[start of MATERIAL TO PROCESS]

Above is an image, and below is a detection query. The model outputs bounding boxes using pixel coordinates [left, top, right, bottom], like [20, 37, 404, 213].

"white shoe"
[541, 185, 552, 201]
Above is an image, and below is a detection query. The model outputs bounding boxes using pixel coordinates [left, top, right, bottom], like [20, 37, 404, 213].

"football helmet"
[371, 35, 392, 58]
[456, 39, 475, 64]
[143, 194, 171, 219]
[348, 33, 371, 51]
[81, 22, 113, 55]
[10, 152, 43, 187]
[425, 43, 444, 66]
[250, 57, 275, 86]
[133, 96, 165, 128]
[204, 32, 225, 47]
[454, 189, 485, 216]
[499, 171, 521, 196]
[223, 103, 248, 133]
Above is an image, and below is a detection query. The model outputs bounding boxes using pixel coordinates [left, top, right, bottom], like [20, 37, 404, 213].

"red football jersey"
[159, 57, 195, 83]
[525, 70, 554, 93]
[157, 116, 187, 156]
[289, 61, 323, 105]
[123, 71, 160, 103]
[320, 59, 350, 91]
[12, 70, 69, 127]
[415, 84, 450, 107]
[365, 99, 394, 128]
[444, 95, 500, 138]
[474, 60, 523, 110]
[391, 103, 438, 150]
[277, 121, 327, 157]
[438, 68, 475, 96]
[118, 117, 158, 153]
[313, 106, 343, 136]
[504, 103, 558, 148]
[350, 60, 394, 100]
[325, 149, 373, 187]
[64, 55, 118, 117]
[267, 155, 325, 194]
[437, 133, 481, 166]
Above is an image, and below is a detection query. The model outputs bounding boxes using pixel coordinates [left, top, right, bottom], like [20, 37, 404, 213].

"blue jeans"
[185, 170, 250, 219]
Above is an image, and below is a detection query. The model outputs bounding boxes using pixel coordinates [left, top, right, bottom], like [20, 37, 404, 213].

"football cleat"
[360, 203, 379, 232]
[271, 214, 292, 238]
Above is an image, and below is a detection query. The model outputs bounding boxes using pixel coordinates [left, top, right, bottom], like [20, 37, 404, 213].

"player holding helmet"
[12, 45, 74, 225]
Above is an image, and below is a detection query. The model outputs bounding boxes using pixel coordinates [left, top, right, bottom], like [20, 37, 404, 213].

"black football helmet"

[end of MATERIAL TO PROCESS]

- TASK GOAL: Pick out every line above that contains the word "helmet", and copy each of those lines in full.

- EXERCISE OUTPUT:
"football helmet"
"player holding helmet"
"black football helmet"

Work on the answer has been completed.